Written request: Convert the text of the items below into a JSON list of strings with one string per line, skipping blank lines and leaving out the pictures.

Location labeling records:
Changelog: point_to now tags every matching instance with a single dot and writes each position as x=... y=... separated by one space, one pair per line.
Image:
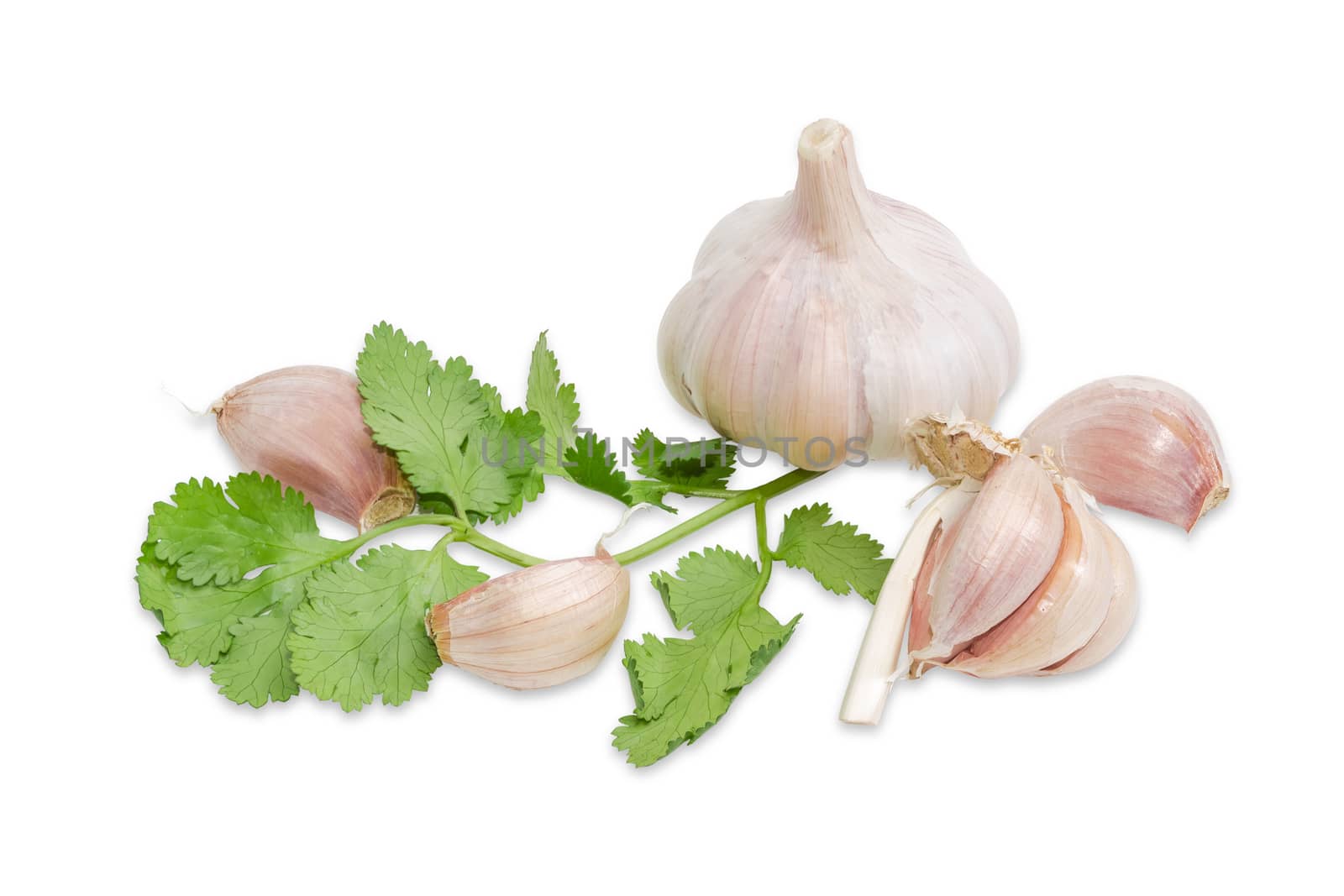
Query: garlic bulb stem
x=830 y=199
x=877 y=667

Answer to this task:
[
  "Changelog: point_to now tags every matching instance with a single dot and writes each position as x=... y=... separated by one space, one pair per line.",
  "Image:",
  "Query: garlic bulb stem",
  "x=830 y=199",
  "x=877 y=667"
]